> **Work instructions**
Write the entries out in full, matching them exactly.

[Stored data entries]

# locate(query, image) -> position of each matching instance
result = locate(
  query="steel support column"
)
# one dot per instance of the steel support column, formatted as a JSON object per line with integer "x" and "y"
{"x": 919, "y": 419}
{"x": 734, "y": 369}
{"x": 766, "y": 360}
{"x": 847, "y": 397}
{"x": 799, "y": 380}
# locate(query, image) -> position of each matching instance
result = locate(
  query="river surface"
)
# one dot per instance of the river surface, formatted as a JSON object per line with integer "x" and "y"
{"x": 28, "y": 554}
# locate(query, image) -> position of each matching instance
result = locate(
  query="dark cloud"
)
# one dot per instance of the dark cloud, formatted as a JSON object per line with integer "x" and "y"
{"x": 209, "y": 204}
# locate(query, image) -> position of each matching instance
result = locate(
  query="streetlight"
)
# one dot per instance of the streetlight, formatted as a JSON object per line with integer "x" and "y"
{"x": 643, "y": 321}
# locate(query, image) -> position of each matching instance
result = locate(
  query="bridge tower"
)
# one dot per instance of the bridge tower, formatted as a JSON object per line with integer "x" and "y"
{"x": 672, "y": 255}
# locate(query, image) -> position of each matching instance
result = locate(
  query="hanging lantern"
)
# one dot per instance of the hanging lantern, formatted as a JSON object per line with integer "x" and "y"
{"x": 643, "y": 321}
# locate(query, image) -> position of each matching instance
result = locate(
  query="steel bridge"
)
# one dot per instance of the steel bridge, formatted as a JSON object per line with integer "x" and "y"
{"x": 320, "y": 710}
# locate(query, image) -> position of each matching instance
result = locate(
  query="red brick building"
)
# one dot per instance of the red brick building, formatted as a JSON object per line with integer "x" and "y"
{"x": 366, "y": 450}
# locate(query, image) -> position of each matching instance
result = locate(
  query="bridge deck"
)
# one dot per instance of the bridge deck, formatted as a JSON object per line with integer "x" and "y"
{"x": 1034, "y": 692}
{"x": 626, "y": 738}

> **Task response**
# locate(query, image) -> position of each matching instance
result = locate(
  query="steel support column"
)
# one dot per instance of the steel support column, formatted as a JSON object per line with integer "x" and "y"
{"x": 919, "y": 419}
{"x": 734, "y": 369}
{"x": 766, "y": 360}
{"x": 847, "y": 397}
{"x": 799, "y": 380}
# locate(query, image) -> position of each matching instance
result = locate(
  query="river surface"
)
# one dot per instance of the river surface, formatted as a JSON object per line with integer "x" and "y"
{"x": 28, "y": 554}
# locate(query, image) -> position of each matching instance
result = locate(
  query="dark cloud"
)
# one dot per instance of the dark cloud, formatted as a JSON object per line with integer "x" and "y"
{"x": 209, "y": 204}
# locate(query, image) -> position of each matching instance
result = locate(
  query="streetlight"
)
# one dot per instance of the streetlight, formatted as a JSON object per line with integer "x" and "y"
{"x": 643, "y": 321}
# locate(query, image) -> position of each matching instance
result = locate(
  query="bridge tower"
)
# one dot per instance of the bridge tower, formatted as a JSON object per line with integer "x" and "y"
{"x": 672, "y": 255}
# locate(query, image) -> position of each matching instance
result = locate(
  query="hanging lantern"
)
# one dot per instance of the hanging lantern, formatted as a JSON object per line with integer "x" and "y"
{"x": 643, "y": 321}
# locate(query, image) -> position of each matching instance
result = locate(
  query="steel bridge"
)
# one dot per instance of the steel bridge, formatted as a JSON object per line with integer "x" and "y"
{"x": 320, "y": 710}
# locate(query, image) -> position of each matching instance
result = locate(
  query="red brick building"
)
# one dot per instance of the red brick building, formatted as a JSON object per line with integer "x" and "y"
{"x": 366, "y": 450}
# locate(query, image) -> position of each matching instance
result = locate(
  query="bridge deck"
)
# one dot per instance of the bridge deck, formatted as a JSON object per line with integer "x" and "y"
{"x": 1034, "y": 692}
{"x": 626, "y": 738}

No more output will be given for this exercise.